#### TASK REQUIREMENTS
Leave out the images and transcribe the entries below word for word.

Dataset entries
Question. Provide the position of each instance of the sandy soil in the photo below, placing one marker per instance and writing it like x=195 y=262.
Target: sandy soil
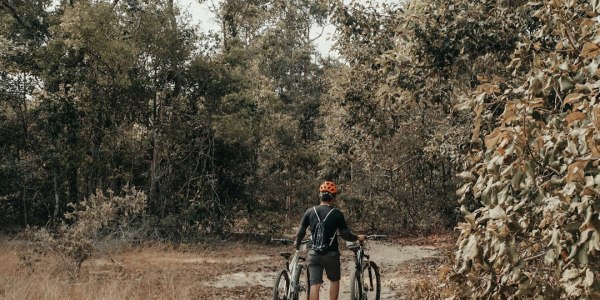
x=235 y=271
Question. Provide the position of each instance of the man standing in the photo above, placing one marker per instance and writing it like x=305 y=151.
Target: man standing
x=325 y=222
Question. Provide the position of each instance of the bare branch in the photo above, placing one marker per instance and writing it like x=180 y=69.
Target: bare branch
x=15 y=13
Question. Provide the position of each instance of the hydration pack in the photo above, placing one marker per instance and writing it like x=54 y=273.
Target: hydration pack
x=319 y=240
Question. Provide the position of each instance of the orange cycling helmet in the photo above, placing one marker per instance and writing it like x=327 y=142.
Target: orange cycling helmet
x=329 y=187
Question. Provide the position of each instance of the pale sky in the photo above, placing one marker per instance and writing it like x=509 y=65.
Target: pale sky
x=202 y=16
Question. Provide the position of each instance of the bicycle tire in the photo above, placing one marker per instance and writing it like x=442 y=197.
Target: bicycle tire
x=302 y=287
x=278 y=294
x=356 y=285
x=373 y=281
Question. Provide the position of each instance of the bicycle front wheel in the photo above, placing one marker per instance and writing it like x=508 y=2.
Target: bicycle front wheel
x=356 y=292
x=366 y=283
x=302 y=283
x=371 y=281
x=282 y=283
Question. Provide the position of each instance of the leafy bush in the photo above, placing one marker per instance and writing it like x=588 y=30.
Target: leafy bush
x=536 y=176
x=74 y=241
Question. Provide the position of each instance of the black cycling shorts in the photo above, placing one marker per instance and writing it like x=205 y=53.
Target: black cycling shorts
x=329 y=261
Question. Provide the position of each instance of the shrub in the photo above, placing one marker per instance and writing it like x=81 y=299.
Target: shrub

#### TASK SOLUTION
Question. Provide the position of each instance of the sandy soil in the photo below, placing one marker per instance and writing it like x=195 y=262.
Target: sandy soil
x=235 y=271
Question. Provide the position of each instance of the man standing in the photo above, placing one marker per instance and writing it like x=305 y=151.
Target: man standing
x=325 y=222
Question. Provide the position of each instance of the bare branch in the photo above, placing one marker per instance and writing it like x=180 y=69.
Target: bare branch
x=15 y=13
Question. Provide the position of each instance of the hydration pack in the photo above, placing one marker per instance and writing it like x=54 y=273.
Target: hydration pack
x=319 y=240
Question. Provide the position of each instance of the orange cycling helmet in the photo above, placing one marker per instance and writing it like x=327 y=142.
Target: orange cycling helmet
x=329 y=187
Question. Provide the position of each instance of the pale sky in the photo above, placing one marker per instance and writing it like x=509 y=65.
Target: pale sky
x=202 y=16
Question. Provide the position of each instance of the bicycle tire in the photo above, placing one marker per instance and writing it like x=442 y=197.
Target: bicycle tire
x=302 y=287
x=278 y=294
x=356 y=285
x=373 y=281
Question. Provide the position of each instance of the bicycle front wheel in the photo above, placing one marker per instance and writing it like x=508 y=2.
Target: bicycle front wheel
x=356 y=292
x=366 y=283
x=302 y=283
x=371 y=281
x=282 y=283
Question. Provide the position of each instance of the leafy bush in the photo above, placing one marker per instance and writing it like x=588 y=30.
Target: leafy bush
x=536 y=176
x=74 y=241
Question. Provide the position of each instance of the black cycling shorts in the photo above, placing one marker per instance and writing it like x=205 y=53.
Target: black cycling shorts
x=329 y=261
Question. Provide the position of each instance of the shrub in the photo above, placing one marker per instance and writing it like x=81 y=299.
Target: shrub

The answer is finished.